**Task instructions**
Copy out the lines between the line containing "--target power line" and the line containing "Give the mask of every instance of the power", inclusive, with every character unchanged.

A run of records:
— start —

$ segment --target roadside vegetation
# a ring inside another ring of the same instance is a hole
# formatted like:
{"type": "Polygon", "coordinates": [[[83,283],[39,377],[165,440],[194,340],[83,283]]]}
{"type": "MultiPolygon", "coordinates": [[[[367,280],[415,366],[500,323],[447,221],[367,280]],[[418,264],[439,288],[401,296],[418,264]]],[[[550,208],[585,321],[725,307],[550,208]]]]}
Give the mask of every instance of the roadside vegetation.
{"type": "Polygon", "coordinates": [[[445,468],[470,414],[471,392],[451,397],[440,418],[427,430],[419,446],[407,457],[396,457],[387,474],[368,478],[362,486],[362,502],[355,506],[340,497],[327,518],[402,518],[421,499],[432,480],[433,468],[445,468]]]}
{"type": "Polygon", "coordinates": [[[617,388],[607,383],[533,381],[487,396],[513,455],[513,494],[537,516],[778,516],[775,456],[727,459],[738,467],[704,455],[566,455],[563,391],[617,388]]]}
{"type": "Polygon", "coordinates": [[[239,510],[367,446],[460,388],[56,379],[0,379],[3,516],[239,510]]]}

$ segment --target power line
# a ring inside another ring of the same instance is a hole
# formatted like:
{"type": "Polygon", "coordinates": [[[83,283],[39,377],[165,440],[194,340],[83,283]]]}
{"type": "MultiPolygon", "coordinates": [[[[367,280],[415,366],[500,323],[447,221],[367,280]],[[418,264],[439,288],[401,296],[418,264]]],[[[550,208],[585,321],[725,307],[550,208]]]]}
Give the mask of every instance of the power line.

— end —
— start —

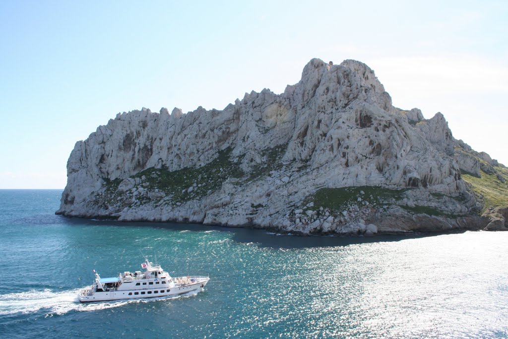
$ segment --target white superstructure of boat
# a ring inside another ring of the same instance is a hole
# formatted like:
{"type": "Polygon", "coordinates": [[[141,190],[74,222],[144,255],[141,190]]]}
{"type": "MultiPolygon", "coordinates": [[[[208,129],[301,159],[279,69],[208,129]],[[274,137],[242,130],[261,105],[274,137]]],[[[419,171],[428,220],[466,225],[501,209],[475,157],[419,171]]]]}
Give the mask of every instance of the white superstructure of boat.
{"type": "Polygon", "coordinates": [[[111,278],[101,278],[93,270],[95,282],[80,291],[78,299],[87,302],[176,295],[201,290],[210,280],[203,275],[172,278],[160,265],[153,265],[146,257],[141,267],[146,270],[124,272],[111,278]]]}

— end —

**Full output**
$ segment --target power line
# a ring inside another ring of the same instance is a hole
# formatted like:
{"type": "Polygon", "coordinates": [[[83,283],[39,377],[165,440],[194,340],[83,283]]]}
{"type": "MultiPolygon", "coordinates": [[[[367,280],[415,366],[500,323],[447,221],[367,280]],[[418,264],[439,288],[401,296],[418,264]]],[[[550,208],[585,321],[725,307],[550,208]]]]}
Give the mask of every instance of the power line.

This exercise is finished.